### Problem details
Records follow. Pull out every line that contains "instance".

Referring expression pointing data

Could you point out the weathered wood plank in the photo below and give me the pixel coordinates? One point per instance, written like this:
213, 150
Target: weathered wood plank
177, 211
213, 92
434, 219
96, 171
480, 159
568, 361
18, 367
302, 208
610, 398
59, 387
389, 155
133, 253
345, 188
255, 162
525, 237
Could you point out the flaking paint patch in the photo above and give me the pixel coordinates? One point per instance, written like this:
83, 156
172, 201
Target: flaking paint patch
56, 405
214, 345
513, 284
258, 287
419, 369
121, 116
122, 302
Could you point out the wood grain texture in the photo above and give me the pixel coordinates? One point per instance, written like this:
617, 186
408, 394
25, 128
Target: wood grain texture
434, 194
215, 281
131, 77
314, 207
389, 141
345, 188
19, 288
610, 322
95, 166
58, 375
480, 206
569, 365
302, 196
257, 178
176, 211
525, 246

### Response
Could you point out the weathered wood plank in the photo below and give me the pixel coordinates? One point per instance, written like this:
Could you point out the flaking paint patch in the photo above and give me the pixel coordinates? One point per instance, written like this:
Could you point out the wood grain texture in the photo above and give me the pixel coordinates? One point per instance, written like this:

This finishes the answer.